# PASSAGE PROVIDED
....................

I’m not going to lie. S&Man (pronounced Sandman) is a film that made me feel just a little dirty. Watching the 2006 quasi-documentary by horror filmmaker/fan J.T. Petty (The Burrowers, Soft for Digging), I couldn’t help but feel a need for a long, thorough shower afterwards.

S&Man explores the real-life world of underground horror films. While Hollywood produces and releases dozens of glossy, CGI-heavy horror films every year staring the latest crop of teen supermodels, if you dig a little deeper beneath the surface you will find a world of indie horror films that is thriving in much the same way a cockroach colony does under a fridge. These films, often low in budget and featuring creative combinations of fake blood and big-chested women, are sought after by fans at festivals and conventions. While most of these underground horror films are harmless (quite a few cater towards some truly bizarre fetishes such as clone-on-clone violence and navel violence and feature more blood-soaked bark than bite), if you dig a bit deeper you might just find something sinister lying below the surface.

Petty began his documentary as an effort to explore the world of voyeurism. As a child, his town discovered a peeping tom in their midst and that revelation forever left a mark on the filmmaker. Petty sought to understand the motivations behind his hometown’s peeping tom but when the man refused to participate in the movie, Petty looked elsewhere.

His gaze turned upon the seemingly linked worlds of voyeurism and underground horror. So many of the most notable (or notorious) underground horror movies, after all, deal heavily with the sick thrill of watching people in pain. The audience feels as if they are watching the home videos of a real-life serial killer — from the stalking of victims to their eventual rape and murder.

Directors such as Bill Zebub (not his real name, of course) and Fred Vogel (of Toe Tag Productions) specialize in meeting the need of a special breed of horror fan that seemingly gets sexual satisfaction from murder and rape. While I hate to apply the label of “pervert” to fans of films such as August Underground, I cannot imagine those who regularly watch such underground horror movies are viewing them for the plot or acting.

....................

# TASKS TO CARRY OUT
1. List every film title mentioned in the passage about S&Man.
2. Set down the portion of the passage about S&Man starting at "I’m not going" and ending at "thorough shower afterwards.", word for word.
3. Resume the passage about S&Man after its final sentence, carrying on in the same voice.

....................

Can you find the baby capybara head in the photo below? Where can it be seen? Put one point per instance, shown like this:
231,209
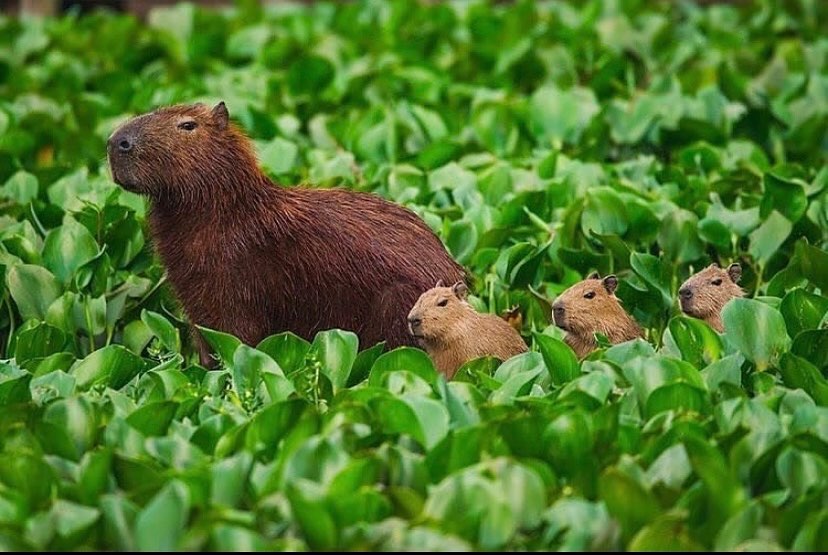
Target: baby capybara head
169,152
704,294
438,311
580,308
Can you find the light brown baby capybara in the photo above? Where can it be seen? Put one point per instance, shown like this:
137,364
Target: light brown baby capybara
453,333
705,293
591,306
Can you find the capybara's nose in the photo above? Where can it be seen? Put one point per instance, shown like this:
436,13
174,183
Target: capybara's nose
558,312
121,142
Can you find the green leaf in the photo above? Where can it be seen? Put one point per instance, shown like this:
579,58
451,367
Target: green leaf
33,289
22,188
223,344
667,533
67,248
559,359
803,310
279,156
153,419
757,330
287,349
38,341
627,500
113,366
335,351
768,237
309,75
560,116
699,344
655,274
404,358
309,510
785,195
160,525
162,329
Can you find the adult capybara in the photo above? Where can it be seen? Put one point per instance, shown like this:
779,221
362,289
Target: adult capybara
453,333
591,306
251,258
704,294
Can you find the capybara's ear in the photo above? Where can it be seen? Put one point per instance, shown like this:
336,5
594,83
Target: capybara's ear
735,272
220,115
610,284
460,290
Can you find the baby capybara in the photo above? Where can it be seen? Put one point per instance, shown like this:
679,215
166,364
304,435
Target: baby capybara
453,333
705,293
251,258
591,306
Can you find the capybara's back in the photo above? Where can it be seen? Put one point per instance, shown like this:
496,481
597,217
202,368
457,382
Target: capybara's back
248,257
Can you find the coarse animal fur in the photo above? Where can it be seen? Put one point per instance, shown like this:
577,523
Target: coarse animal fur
251,258
453,333
591,306
705,293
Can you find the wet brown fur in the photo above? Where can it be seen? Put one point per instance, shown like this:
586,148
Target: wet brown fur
248,257
705,293
456,333
581,317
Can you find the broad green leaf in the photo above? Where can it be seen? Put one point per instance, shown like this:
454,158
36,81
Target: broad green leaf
163,330
403,358
33,289
768,237
223,344
22,187
160,524
67,248
559,359
803,310
335,351
756,329
113,366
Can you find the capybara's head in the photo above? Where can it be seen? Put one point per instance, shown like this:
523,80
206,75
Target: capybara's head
437,312
583,308
704,294
172,151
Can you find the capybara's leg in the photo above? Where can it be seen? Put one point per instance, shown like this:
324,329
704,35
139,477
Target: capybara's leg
205,354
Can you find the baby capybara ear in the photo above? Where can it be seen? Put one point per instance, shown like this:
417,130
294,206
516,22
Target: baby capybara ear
220,115
460,290
610,284
735,272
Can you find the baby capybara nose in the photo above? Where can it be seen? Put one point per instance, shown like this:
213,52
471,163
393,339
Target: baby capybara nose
121,142
558,313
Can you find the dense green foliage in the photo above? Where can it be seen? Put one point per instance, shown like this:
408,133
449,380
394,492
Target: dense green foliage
541,141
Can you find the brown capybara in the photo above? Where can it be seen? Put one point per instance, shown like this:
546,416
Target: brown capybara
704,294
591,306
453,333
251,258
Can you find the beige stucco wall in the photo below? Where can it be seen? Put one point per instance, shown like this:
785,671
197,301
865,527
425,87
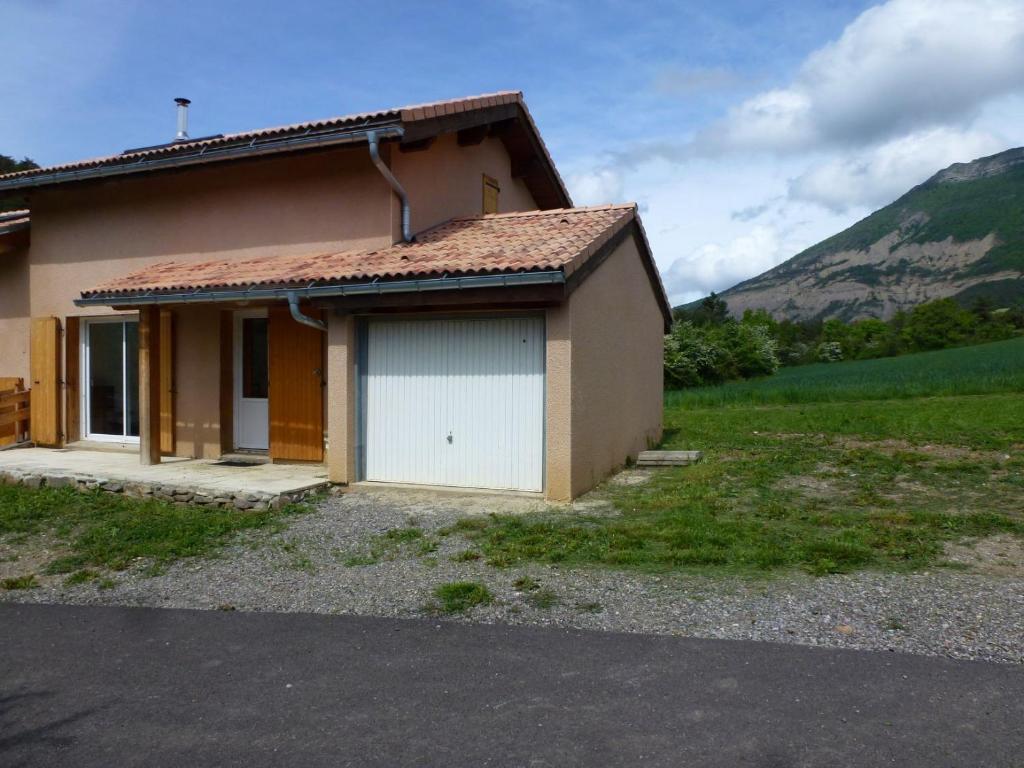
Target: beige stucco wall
604,375
14,313
340,394
446,180
84,235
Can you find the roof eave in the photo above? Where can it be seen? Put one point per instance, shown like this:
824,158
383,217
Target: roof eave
255,293
205,154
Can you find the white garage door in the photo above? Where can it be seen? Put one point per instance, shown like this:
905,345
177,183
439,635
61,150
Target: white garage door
456,402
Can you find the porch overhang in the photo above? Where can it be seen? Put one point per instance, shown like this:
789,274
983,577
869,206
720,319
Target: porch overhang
314,292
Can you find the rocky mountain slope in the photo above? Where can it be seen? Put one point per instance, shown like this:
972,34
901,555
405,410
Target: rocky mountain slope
961,233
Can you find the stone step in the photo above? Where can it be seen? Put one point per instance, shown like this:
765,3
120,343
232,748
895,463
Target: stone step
668,458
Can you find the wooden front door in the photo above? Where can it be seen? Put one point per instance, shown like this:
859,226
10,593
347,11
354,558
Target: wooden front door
44,363
296,388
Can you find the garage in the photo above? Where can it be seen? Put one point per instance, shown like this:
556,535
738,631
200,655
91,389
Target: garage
455,401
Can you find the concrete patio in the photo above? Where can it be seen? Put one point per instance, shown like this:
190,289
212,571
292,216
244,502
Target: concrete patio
201,481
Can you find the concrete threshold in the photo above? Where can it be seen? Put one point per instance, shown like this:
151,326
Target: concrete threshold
203,481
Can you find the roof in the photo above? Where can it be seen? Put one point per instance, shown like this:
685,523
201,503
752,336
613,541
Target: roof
494,244
11,221
416,121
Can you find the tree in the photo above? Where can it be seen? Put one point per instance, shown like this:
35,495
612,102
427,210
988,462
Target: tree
711,311
938,324
9,165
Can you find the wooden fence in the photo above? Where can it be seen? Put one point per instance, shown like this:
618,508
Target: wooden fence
14,400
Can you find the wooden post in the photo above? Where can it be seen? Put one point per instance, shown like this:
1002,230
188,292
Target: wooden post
148,384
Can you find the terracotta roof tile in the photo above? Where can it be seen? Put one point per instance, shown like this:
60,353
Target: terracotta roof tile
13,220
559,239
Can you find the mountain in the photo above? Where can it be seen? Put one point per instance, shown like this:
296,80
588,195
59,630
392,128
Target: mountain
961,233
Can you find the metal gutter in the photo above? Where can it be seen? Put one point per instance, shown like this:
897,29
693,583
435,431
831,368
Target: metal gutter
205,154
298,316
553,276
375,156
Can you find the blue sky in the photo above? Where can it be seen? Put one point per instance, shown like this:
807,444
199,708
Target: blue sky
745,130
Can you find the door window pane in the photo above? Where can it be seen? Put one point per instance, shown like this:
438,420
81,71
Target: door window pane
131,376
107,378
254,357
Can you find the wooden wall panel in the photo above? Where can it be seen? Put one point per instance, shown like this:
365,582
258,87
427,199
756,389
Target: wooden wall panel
226,381
73,380
44,364
148,384
167,382
296,388
13,410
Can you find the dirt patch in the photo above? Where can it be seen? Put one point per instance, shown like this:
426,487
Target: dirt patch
31,556
943,452
809,485
997,555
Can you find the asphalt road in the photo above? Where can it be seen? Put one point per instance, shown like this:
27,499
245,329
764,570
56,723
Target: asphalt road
92,686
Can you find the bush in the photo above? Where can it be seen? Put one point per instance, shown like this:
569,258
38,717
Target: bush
706,346
829,351
710,354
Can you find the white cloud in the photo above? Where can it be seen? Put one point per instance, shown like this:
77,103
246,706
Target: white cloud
596,187
714,266
899,67
877,176
686,82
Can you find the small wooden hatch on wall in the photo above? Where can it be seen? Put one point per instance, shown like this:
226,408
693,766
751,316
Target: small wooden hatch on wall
491,192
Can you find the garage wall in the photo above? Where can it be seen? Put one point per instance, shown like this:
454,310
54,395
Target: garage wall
604,370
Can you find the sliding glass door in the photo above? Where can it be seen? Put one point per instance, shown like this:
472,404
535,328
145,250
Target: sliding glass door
110,386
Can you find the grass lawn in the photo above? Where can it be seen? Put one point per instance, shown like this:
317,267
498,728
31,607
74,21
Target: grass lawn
873,464
104,530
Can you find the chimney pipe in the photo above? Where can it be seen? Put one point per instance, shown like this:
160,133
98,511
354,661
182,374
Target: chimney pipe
182,134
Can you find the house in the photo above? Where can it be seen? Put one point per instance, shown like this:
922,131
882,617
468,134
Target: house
408,295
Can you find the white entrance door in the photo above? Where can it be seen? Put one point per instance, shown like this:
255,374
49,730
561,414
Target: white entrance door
110,379
252,424
456,402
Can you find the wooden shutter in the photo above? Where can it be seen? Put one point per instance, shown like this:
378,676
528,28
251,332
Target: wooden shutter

....................

# THE ANSWERS
1.
S&Man
The Burrowers
Soft for Digging
August Underground

2.
I’m not going to lie. S&Man (pronounced Sandman) is a film that made me feel just a little dirty. Watching the 2006 quasi-documentary by horror filmmaker/fan J.T. Petty (The Burrowers, Soft for Digging), I couldn’t help but feel a need for a long, thorough shower afterwards.

3.
The filmmakers Petty explores are in seemingly in a constant race to one-up the other with their extremeness or depravity. Their movies are more of a exorcise in what the directors can get away with than actually filming a quality movie. These are movies that feature everything from a man in a Jesus costume masturbating using the nail hole in his hand to movies in which Vogel enlists his own real-life grandmother to play a victim of a home invasion — torturing the willing elderly actress in all manners of discomfort

And then there’s Eric Rost. Rost is the director of the S&Man series of films. In Rost’s films, he follows a young woman around for a few days — casing her out and discovering her patterns. Occasionally, he’ll break into their houses while they’re away and collect toenail clippings or bloody Kleenexes. The movies always end the same — Rost will corner the woman in a moment of weakness, tie her up and then murder her.

Petty (and the audience) at first assumes Rost is just like the other directors — obsessed with realism and maybe just a little crazy. The other directors all say some pretty wacky things during their interviews — letting a glimpse into some of the neuroticism lying just below the surface.

The more Petty talks to Rost, though, the more it becomes apparent the filmmaker isn’t just a little crazy — he’s the whole enchilada. From sidestepping questions about whether or not his actresses are willing participants to a total inability to produce the women for interviews, Rost slowly starts to reveal that he may in fact be the real deal — a genuine serial killer.

In reality, though, Eric Rost is Eric Marcisak, an actor. Petty’s clever hybrid of real interviews with staged drama gives S&Man an unsettling appeal. There’s a sinister dread that creeps over audiences’ spines whenever Rost is on camera — the knowledge that you are watching a real predator in action.

While Rost may not be a real snuff film director, he might as well have been. People like Rost exist out there in the world — Zebub and Vogel readily admit as much. These are the people who buy their movies and come to the festivals. After all, as Carol J. Clover, a film professor Petty interviews during the movie, says: At some point, horror film addicts must take the rout of porn addicts. For somebody obsessed with blood and gore on camera, watching murders will eventually not be enough. People like Rost will want to give it a try of their own.

Petty’s film is a weird animal. It’s not entirely a documentary but not exactly a mockumentary either. It’s a fascinating blend of fact and fiction that could very well have been all true. As a horror fan, the movie will have you questing what it is you get out of such movies. Do you watch scary movies and identify with the victim or do you identify with the murderer?

Eric Rost does not look like Letherface or Michael Myers. He’s an overweight, shy man who enjoys murdering young women and has not only managed to get away with it but has made money off of his exploits. I can’t think of anything scarier this Halloween.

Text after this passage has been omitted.